SELECTED PASSAGE: Begin
Cara Delevingne Goes Nude, Gets Candid About Her Struggle With Depression
Celebrity

The Enchantress of 'Suicide Squad' bares it all in a new magazine interview as she discusses the low point of her life.

AceShowbiz - Cara Delevingne poses in her birthday suit in a steamy spread for Esquire UK magazine. In her interview, the "Suicide Squad" actress talks about her teenage years when she was battling depression while her mother was struggling with drug addiction.

"I think I properly started dealing with depression when I was about 16," she begins her story, "when all the stuff with my family started to make sense and came to the surface. I'm very good at repressing emotion and seeming fine. As a kid I felt like I had to be good and I had to be strong because my mum wasn't. So, when it got to being a teenager and all the hormones and the pressure and wanting to do well at school - for my parents, not for me - I had a mental breakdown."

"I was suicidal," she opens up. "I couldn't deal with it any more. I realised how lucky and privileged I was, but all I wanted to do was die. I felt so guilty because of that and hated myself because of that, and then it's a cycle. I didn't want to exist anymore. I wanted for each molecule of my body to disintegrate. I wanted to die."

The model-turned-actress reveals how she smashed her head into a tree to knock herself out and scratched her legs until they bled. She was taken out of school at 16 and went on medication. "I hate meds," she says. "I think they saved my life and they've probably saved my mother's life but I don't agree with them. It's so easy to abuse them."
SELECTED PASSAGE: End
### YOUR TASK
Proceed with the article on Cara Delevingne's struggle with depression, beginning after its final sentence.
RECORD EXCERPTS: Begin
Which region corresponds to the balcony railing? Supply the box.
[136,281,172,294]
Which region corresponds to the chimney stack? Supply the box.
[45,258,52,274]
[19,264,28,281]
RECORD EXCERPTS: End
### REPLY TO THE EXERCISE
She felt "numb" when she was on medication. "I didn't feel s**t. It was horrible. I was like a sociopath. When something was funny I would go, 'Ha ha!' just because other people laughed, but then I'd stop immediately because I wasn't really very good at faking it. And I was a pretty horny teenager right up until I got to 16, when I stopped having any sexual feelings for anyone. I missed out a lot from 16 to 18," she reveals.

She stopped taking medication at 18, "And that week, I lost my virginity, I got into fights, I cried, I laughed," she adds. "It was the best thing in the world to feel things again. And I get depressed still but I would rather learn to figure it out myself rather be dependant on meds, ever."

Cara is now in a better place, but she's still haunted by her depression. "In a sense, I always feel like when I get depressed, it's very narcissistic, right? Because you can't stop thinking about your own problems. But at the same time it's not. Because you hate yourself. So it's a very weird thing to feel ... Especially when I started becoming successful, obviously my ego started to grow, but then [at the same time] my idea of myself went down. So I liked the person that other people thought that I was, but the real me I hated so much."

In a separate interview with Elle magazine, Cara explains why she went public with her struggle with depression. "I couldn't just sit there and listen to these girls, and boys, too, but usually girls, say this stuff, about bullying, about their sexuality, depression, and guilt and suicidal thoughts and just all of it, without being like, 'I have been through that, and it's going to be okay,' " she says. "If I can help a teenager go through a better time than they should be, then I am going to f**king do that. I mean, f**king being a teenager sucks. And I somehow came through the other end."